# Stated goal A:
In the chapter 7 discharge text, how many days after the date first set for the meeting of creditors is the discharge usually granted?
# Stated goal B:
Rewrite the paragraph of the chapter 7 discharge text that begins "If the debtor elects to reaffirm the debt" as a list of its main points.

The bankruptcy law regarding the
scope of a chapter 7 discharge is complex, and debtors should consult competent
legal counsel in this regard prior to
filing. As a general rule, however,
excluding cases which are dismissed or
converted, individual debtors receive a
discharge in more than 99 percent of
chapter 7 cases. In most cases, unless a
complaint has been filed objecting to the
discharge or the debtor has filed a written
waiver, the discharge will be granted
to a chapter 7 debtor relatively early in
the case, that is, 60 to 90 days after the
date first set for the meeting of creditors.
Bankruptcy Rule 4004(c).
The grounds for denying an individual
debtor a discharge in a chapter 7
case are very narrow and are construed
against a creditor or trustee seeking to
deny the debtor a chapter 7 discharge.
Among the grounds for denying a discharge
to a chapter 7 debtor are that the
debtor failed to keep or produce adequate
books or financial records; the
debtor failed to explain satisfactorily
any loss of assets; the debtor committed
a bankruptcy crime such as perjury; the
debtor failed to obey a lawful order of
the bankruptcy court; or the debtor
fraudulently transferred, concealed, or
destroyed property that would have
become property of the estate.11 U.S.C.
§ 727; Bankruptcy Rule 4005.
In certain jurisdictions, secured creditors
may retain some rights to seize
pledged property, even after a discharge
is granted. Depending on individual circumstances,
a debtor wishing to keep
possession of the pledged property,
such as an automobile, may find it
advantageous to "reaffirm" the debt. A
reaffirmation is an agreement between
the debtor and the creditor that the
debtor will pay all or a portion of the
money owed, even though the debtor
has filed bankruptcy. In return, the
creditor promises that, as long as payments
are made, the creditor will not
repossess or take back the automobile
or other property. Because there is a
disagreement among the courts concerning
whether a debtor whose debt is
not in default may retain the property
and pay under the original contract
terms without reaffirming the debt,
legal counsel should be consulted to
ensure that the debtor's rights are protected
and that any reaffirmation is in
the debtor's best interest.
If the debtor elects to reaffirm the
debt, the reaffirmation should be accomplished
prior to the granting of a discharge.
A written agreement to reaffirm
a debt must be filed with the court and,
if the debtor is not represented by an
attorney, must be approved by the judge.
11 U.S.C. § 524(c). The Bankruptcy
Code requires that reaffirmation agreements
contain an explicit statement
advising the debtor that the agreement is
not required by bankruptcy or nonbankruptcy
law. In addition, the debtor's
attorney is required to advise the debtor
of the legal effect and consequences of
such an agreement, including a default
under such an agreement. The Code
requires a reaffirmation hearing only if
the debtor has not been represented by
an attorney during the negotiating of the
agreement. 11 U.S.C. § 524(d). The
debtor may repay any debt voluntarily,
however, whether or not a reaffirmation
agreement exists. 11 U.S.C. § 524(f).
Most claims against an individual
chapter 7 debtor are discharged. A creditor
whose unsecured claim is discharged
may no longer initiate or continue any
legal or other action against the debtor
to collect the obligation.

# Information provided:
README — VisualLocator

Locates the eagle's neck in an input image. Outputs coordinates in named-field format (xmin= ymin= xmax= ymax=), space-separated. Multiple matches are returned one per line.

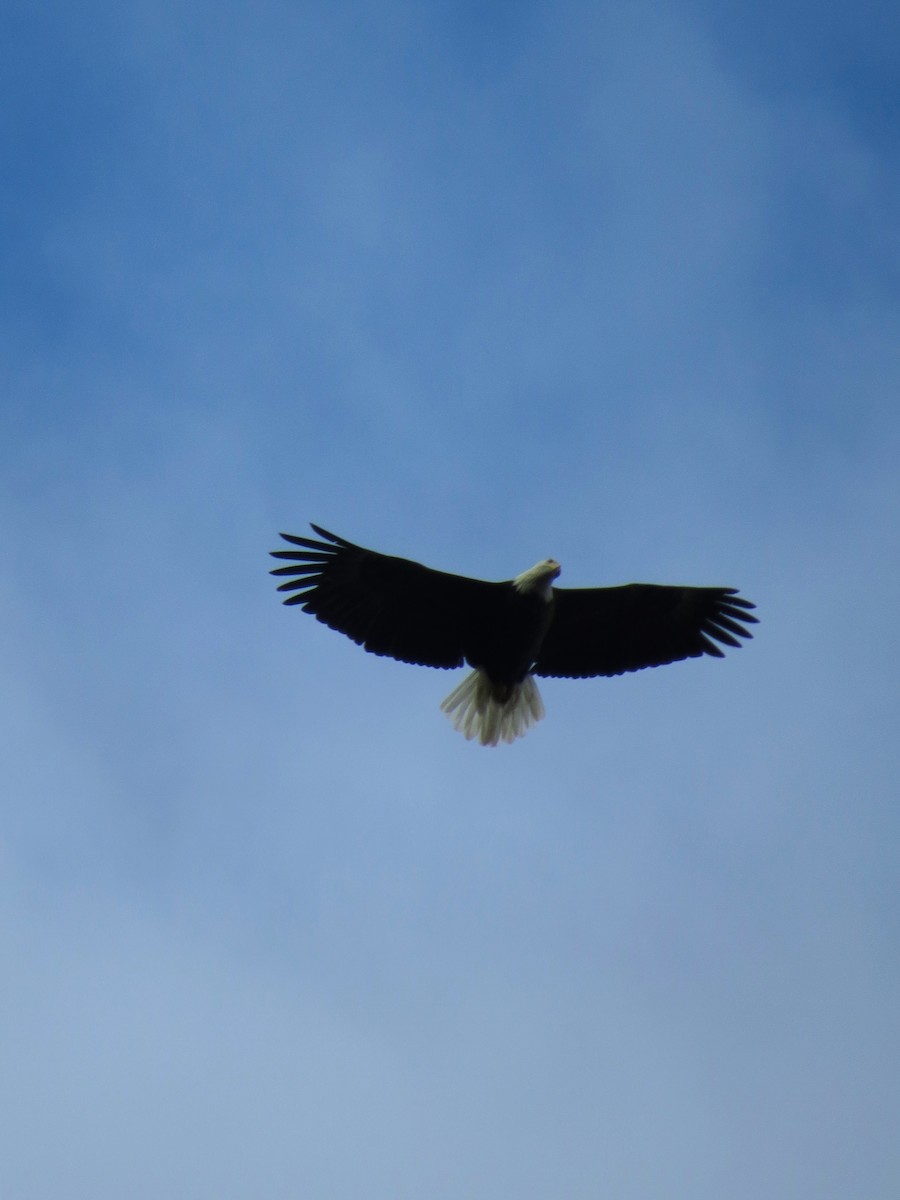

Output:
xmin=512 ymin=558 xmax=562 ymax=600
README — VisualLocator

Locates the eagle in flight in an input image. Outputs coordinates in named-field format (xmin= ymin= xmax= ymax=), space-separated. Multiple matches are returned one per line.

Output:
xmin=271 ymin=526 xmax=756 ymax=746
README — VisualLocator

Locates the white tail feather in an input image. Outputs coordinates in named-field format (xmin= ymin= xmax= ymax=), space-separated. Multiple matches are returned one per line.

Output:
xmin=440 ymin=671 xmax=544 ymax=746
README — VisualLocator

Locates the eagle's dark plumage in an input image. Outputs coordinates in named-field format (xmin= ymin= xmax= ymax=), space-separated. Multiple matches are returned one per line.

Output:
xmin=271 ymin=526 xmax=756 ymax=745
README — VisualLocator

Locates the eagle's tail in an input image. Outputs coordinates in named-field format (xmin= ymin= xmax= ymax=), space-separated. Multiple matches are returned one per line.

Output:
xmin=440 ymin=670 xmax=544 ymax=746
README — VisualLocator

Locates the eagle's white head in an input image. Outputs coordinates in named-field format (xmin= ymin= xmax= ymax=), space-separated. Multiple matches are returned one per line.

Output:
xmin=512 ymin=558 xmax=563 ymax=600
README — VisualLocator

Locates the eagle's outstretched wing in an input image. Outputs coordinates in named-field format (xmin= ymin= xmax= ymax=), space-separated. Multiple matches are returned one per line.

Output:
xmin=271 ymin=526 xmax=504 ymax=667
xmin=533 ymin=583 xmax=756 ymax=679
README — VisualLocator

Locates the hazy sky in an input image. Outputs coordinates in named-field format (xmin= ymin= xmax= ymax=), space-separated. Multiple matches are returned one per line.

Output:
xmin=0 ymin=0 xmax=900 ymax=1200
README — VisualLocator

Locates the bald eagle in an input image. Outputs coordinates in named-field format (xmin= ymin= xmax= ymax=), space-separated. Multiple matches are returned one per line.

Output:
xmin=271 ymin=526 xmax=756 ymax=746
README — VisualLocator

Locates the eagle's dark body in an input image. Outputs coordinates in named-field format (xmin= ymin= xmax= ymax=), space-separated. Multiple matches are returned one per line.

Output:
xmin=272 ymin=526 xmax=756 ymax=745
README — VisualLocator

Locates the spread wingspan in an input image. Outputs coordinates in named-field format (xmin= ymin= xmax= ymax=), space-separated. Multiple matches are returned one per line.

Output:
xmin=534 ymin=583 xmax=756 ymax=679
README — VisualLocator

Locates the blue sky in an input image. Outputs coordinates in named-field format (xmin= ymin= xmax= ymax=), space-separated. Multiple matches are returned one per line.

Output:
xmin=0 ymin=0 xmax=900 ymax=1200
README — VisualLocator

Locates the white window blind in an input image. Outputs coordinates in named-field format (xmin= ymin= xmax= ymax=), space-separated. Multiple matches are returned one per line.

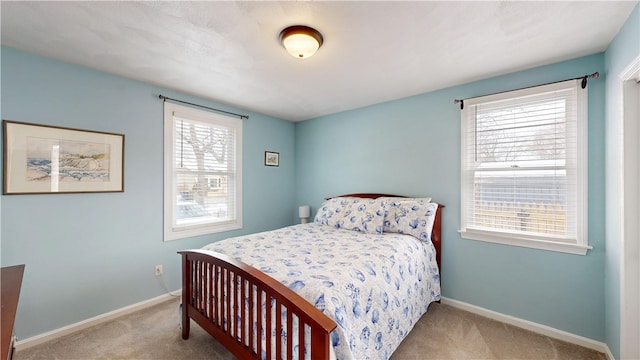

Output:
xmin=461 ymin=80 xmax=587 ymax=252
xmin=165 ymin=102 xmax=242 ymax=240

# Correct output A:
60 to 90 days.

# Correct output B:
- The reaffirmation should be done before the discharge is granted.
- A written reaffirmation agreement must be filed with the court. If the debtor has no attorney, the judge must approve it (11 U.S.C. § 524(c)).
- The agreement must explicitly state that it is not required by bankruptcy or nonbankruptcy law.
- The debtor's attorney must explain the agreement's legal effect and consequences, including those of a default under it.
- A reaffirmation hearing is required only if the debtor had no attorney while the agreement was negotiated (11 U.S.C. § 524(d)).
- The debtor may repay any debt voluntarily, whether or not a reaffirmation agreement exists (11 U.S.C. § 524(f)).